Brief:
Write the material out again exactly.

Rows:
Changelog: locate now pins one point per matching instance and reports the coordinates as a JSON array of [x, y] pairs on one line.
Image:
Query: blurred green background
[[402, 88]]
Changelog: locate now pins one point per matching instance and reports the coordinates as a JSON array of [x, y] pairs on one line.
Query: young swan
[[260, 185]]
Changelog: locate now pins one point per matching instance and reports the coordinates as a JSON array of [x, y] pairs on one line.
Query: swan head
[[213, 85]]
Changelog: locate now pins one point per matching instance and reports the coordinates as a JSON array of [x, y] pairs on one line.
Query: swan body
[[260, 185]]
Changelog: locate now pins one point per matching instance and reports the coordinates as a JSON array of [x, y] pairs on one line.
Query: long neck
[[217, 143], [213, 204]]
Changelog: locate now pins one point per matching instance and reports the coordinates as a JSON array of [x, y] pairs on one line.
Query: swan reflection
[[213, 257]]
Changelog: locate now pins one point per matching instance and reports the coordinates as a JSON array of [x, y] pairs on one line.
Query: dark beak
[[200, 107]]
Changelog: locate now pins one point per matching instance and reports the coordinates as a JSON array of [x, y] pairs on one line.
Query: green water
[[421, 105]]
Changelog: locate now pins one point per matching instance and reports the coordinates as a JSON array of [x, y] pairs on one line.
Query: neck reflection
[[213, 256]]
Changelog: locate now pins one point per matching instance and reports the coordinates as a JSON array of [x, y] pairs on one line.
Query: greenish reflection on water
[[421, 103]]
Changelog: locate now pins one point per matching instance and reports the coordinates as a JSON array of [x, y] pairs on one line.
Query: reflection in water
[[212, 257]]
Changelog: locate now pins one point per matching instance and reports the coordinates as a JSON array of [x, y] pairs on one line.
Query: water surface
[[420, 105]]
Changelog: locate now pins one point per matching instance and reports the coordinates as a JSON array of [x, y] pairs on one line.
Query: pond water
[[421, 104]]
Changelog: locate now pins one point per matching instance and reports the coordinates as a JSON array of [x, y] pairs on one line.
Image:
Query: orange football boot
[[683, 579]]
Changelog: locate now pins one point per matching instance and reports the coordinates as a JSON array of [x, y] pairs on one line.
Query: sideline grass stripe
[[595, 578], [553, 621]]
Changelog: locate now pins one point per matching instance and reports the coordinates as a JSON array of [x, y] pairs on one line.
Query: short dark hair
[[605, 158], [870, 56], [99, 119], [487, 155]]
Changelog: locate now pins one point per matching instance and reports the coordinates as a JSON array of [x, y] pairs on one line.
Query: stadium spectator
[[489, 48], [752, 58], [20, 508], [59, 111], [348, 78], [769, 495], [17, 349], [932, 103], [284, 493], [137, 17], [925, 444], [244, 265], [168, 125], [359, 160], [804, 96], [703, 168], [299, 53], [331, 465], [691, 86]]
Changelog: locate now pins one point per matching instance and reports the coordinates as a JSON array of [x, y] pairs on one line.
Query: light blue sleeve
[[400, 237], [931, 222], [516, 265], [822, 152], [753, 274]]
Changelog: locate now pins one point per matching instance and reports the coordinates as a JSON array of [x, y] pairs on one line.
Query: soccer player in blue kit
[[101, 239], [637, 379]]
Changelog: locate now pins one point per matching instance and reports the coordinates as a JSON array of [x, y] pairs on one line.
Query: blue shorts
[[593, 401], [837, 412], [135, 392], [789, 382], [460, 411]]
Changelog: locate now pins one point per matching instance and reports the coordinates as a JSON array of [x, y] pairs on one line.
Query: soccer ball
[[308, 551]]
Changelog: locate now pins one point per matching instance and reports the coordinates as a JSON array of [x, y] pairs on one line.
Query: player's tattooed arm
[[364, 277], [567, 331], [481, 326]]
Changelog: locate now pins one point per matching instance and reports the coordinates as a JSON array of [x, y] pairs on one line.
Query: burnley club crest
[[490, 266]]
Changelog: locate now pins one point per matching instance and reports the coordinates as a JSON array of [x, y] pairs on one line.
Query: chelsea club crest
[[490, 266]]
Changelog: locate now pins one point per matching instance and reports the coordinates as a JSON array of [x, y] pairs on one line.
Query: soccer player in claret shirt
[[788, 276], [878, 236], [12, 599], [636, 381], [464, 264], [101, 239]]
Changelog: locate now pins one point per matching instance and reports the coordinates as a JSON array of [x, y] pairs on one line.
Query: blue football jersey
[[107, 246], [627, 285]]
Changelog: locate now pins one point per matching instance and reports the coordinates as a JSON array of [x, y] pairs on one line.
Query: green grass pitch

Exercise answer:
Changelog: locate now pins one point per matching instance and reports the coordinates as a JSON array of [x, y] pairs on one line.
Image:
Query: blurred green background
[[402, 88]]
Changelog: locate now pins one point per matching instance and reports the coordinates as a JSON array of [x, y] pairs on one line.
Query: young swan
[[260, 185]]
Changelog: locate now pins one point per matching instance and reports the coordinates as a JSON array of [x, y] pairs on one line.
Query: swan head
[[213, 85]]
Changelog: locate now pins one point per matching instance and reports the coordinates as a JSON array of [x, y] pairs on one line.
Query: swan body
[[260, 185]]
Changelog: locate now pins one point per matching instance and reports the coordinates as a JSON array of [x, y] pairs on one line.
Query: long neck
[[217, 143], [213, 204]]
Changelog: locate now pins one point per matching instance and reports the coordinates as a JSON array of [x, y] pairs on one line.
Query: swan reflection
[[213, 257]]
Changelog: locate now pins one point per matching instance and reports the coordinates as a JSON array of [x, y] pairs on one line.
Query: dark beak
[[200, 107]]
Changelog: locate now pins one point per matching instance and reports the coordinates as a JSON array of [x, y] pairs on one line.
Query: green water
[[421, 105]]
Changelog: locate now pins one point per matching instance and reports the coordinates as a JSON array of [x, y] pairs on one line.
Query: neck reflection
[[213, 256]]
Changelog: locate now pins one point per matching instance and reports the coordinates as a JSON array of [x, y] pairs on one line.
Query: greenish reflection on water
[[421, 103]]
Changelog: locate now pins one point per matching instance and reports the coordinates as a JSON array of [x, y] pairs on one line.
Query: reflection in water
[[212, 257]]
Changelog: locate now pins one point per matching instance and reports the coordinates as a JSON array of [x, y] pairs on one line.
Query: water surface
[[420, 105]]
Changelog: locate now pins one point per matching instance and reports the coordinates as a JSON array of [x, y] pairs on one line.
Query: pond water
[[421, 104]]
Changelog: locate now pins one point per matching instance and reports the coordinates as a JSON array of [x, y] pairs on one line.
Image:
Query: orange football boot
[[683, 579]]
Changelog: locate now pins one point per matching instance and reports the coordinates as a JSON array of [x, y] pairs on one line.
Query: sideline grass stripe
[[595, 578], [553, 621]]
Changelog: locate now pins one point per matching instance and reports the coordinates as a JSON array of [x, y] pairs on one line.
Query: short dark hair
[[605, 158], [870, 56], [99, 119], [487, 155]]
Changelog: locate now pins one point per matching instance and reports the coordinates as a JSON array of [x, y] pairs on one line.
Query: stadium spectator
[[489, 48], [752, 58], [20, 508], [59, 111], [348, 78], [769, 495], [17, 349], [932, 103], [284, 493], [137, 17], [925, 444], [244, 265], [168, 125], [359, 160], [804, 96], [703, 168], [299, 53], [331, 465], [691, 86]]
Changelog: locate now pins one point per matching instance and reports the coordinates as a JSON array of [x, y] pairs on one line.
Query: light blue sleeve
[[400, 237], [931, 222], [516, 265], [822, 152], [753, 274]]
Changelog: locate now pins one point per matching instance and reports the coordinates as a JSON array of [x, y] pairs on one line.
Query: soccer player in blue kit
[[101, 239], [637, 379]]
Changelog: locate now pins one point per matching instance and reports the coordinates as a JSON array of [x, y] pairs on one line.
Query: blue shorts
[[593, 401], [837, 412], [135, 392], [789, 382], [460, 411]]
Changelog: locate now pins one point per matching instance and reports the coordinates as a JSON array of [x, y] pairs on one line.
Query: soccer ball
[[308, 551]]
Changelog: locate now pins one point per matching instance and reports the coordinates as a JSON array of [x, y] pairs on one line.
Query: player's tattooed arm
[[364, 277], [567, 331], [481, 326]]
Changelog: locate now pins one point per matching instance and reports the coordinates as a JSON array of [x, y] pairs on one line.
Query: burnley club crest
[[490, 266]]
Changelog: locate now pins one point per matching instance and reports the coordinates as a JSON array of [x, y] pairs on one line.
Query: chelsea club crest
[[490, 266]]
Changelog: locate now pins one point per matching instance and reports the coordinates as a JSON array of [x, y] pairs on one line.
Query: soccer player in claret shirt
[[788, 276], [878, 236], [12, 599], [636, 381], [464, 264], [101, 239]]
Changelog: locate now pins one point per matching instance and reports the coordinates as a JSON array of [x, y] pairs on one line.
Query: blue football jersey
[[107, 246], [627, 285]]
Changelog: locate now pins one point per matching instance and reports the coordinates as a JSON array of [x, y] pairs on one line.
Query: green grass pitch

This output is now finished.